• Named-object pointing records:
((

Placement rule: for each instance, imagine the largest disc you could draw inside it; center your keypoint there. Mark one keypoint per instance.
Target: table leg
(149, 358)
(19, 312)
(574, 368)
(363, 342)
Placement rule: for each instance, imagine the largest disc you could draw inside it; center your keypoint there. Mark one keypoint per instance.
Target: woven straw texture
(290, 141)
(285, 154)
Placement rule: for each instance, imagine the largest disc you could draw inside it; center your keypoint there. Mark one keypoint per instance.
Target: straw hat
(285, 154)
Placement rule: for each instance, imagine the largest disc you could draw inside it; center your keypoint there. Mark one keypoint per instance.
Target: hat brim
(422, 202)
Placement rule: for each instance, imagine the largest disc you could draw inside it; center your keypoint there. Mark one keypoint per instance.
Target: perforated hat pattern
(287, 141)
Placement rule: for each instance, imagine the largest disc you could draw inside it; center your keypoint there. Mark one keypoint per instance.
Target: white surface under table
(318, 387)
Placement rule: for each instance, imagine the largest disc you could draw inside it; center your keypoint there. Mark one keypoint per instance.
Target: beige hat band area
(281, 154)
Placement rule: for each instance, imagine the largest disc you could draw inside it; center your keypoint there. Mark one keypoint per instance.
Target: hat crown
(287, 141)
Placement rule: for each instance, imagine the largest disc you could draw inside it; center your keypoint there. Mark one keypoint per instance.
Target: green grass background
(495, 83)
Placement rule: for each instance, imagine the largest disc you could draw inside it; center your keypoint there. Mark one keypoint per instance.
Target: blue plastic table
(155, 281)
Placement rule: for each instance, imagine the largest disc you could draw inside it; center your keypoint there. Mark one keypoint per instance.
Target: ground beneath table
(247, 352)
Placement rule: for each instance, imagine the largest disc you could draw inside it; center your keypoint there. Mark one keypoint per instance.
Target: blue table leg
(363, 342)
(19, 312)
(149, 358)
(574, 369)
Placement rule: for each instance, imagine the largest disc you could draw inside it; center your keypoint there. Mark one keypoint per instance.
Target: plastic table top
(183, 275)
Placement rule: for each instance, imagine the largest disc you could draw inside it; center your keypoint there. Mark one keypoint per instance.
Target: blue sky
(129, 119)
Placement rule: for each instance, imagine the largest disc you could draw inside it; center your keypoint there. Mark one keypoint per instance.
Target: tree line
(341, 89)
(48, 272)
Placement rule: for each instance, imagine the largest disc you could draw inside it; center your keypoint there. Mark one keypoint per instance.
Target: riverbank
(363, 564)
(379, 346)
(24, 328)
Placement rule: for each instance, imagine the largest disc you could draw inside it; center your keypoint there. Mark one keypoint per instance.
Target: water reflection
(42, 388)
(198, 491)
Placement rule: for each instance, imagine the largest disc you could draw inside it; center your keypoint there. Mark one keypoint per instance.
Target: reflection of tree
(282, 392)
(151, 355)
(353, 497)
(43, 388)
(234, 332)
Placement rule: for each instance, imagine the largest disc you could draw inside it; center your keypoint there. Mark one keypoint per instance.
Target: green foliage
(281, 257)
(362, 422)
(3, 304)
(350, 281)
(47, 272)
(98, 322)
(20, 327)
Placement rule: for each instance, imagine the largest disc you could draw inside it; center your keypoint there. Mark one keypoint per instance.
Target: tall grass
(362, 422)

))

• EXERCISE:
Every entry needs to be retyped exactly.

• CORRECT ANSWER:
Placement rule: for each instance, imagine the largest disc you could draw inside it; center your keypoint there. Mark one keypoint per instance.
Target: table leg
(149, 358)
(19, 312)
(574, 368)
(363, 342)
Placement rule: for each instance, imagine the largest disc you could draw inside it; center your keypoint there. Mark one keypoint per instance.
Target: woven straw texture
(290, 141)
(285, 154)
Placement rule: for each instance, imagine the largest disc you could draw inside it; center your keypoint there. Mark one keypoint per instance.
Target: straw hat
(285, 154)
Placement rule: for each instance, imagine the largest disc you could draw inside it; center your keypoint there. Mark one keypoint per instance.
Target: hat brim
(422, 202)
Placement rule: for each instance, imagine the largest disc you could draw inside it; center your keypoint there. Mark one keypoint per instance.
Target: perforated hat pattern
(287, 141)
Placement rule: for each instance, imagine the largest disc you could draw inside it; center your keypoint there. Mark one keypoint per instance.
Target: white surface under table
(318, 387)
Placement rule: for each instance, imagine the largest disc you could draw inside it; center your keypoint there. Mark one keypoint per instance.
Target: beige hat band area
(281, 154)
Placement rule: for each instance, imagine the largest disc you could draw inside it; center your keypoint there. Mark one keypoint per instance.
Target: hat crown
(287, 141)
Placement rule: for each instance, imagine the largest disc you could draw inside it; center your keypoint there. Mark one keypoint per instance.
Target: green grass background
(495, 83)
Placement rule: for each instance, imagine the largest disc you could draw inside it; center your keypoint there. Mark one keypoint per instance.
Target: blue plastic table
(155, 281)
Placement rule: for each instance, imagine the largest disc you could draw inside it; center your keypoint there. Mark one keypoint per instance.
Target: ground beneath table
(247, 352)
Placement rule: for each instance, imagine the largest disc you could draw inside it; center your keypoint there. Mark one keypoint per instance.
Target: blue table leg
(363, 342)
(19, 312)
(149, 358)
(574, 369)
Placement rule: for each instance, imagine the largest disc you could draw inside it; center your keypoint there. Mark one keypoint per instance.
Target: plastic table top
(183, 275)
Placement rule: for each instance, imagine the largest disc you could draw inside it; center your keypoint there. Mark one keypoint per instance.
Target: blue sky
(129, 119)
Placement rule: for each instance, imagine the largest disc you could draw inside it; center your keypoint there. Mark one keypoint per instance.
Target: tree line
(341, 89)
(48, 272)
Placement rule: for each instance, imagine the largest disc you could draw inside it; center your keypoint there. Mark one keypoint per instance.
Target: riverbank
(363, 564)
(379, 346)
(24, 328)
Placement rule: for each instance, imagine the largest disc you could draw inside it; center your keypoint there. Mark one keypoint per instance.
Target: water reflection
(42, 388)
(198, 491)
Placement rule: for each instance, imagine the largest disc you could draw inside it; center your keypoint there. Mark one keypoint per instance.
Target: reflection of tree
(282, 392)
(151, 355)
(353, 497)
(43, 388)
(234, 332)
Placement rule: for each instance, imagine the largest disc you could draw inside it; center your keypoint there. Mark one keypoint per instance.
Target: green foliage
(281, 257)
(362, 422)
(3, 304)
(350, 281)
(47, 272)
(98, 322)
(20, 327)
Placement rule: for each instance, imagine the largest disc you could draw inside it; center your keypoint there. Mark one keypoint per instance.
Target: tall grass
(362, 422)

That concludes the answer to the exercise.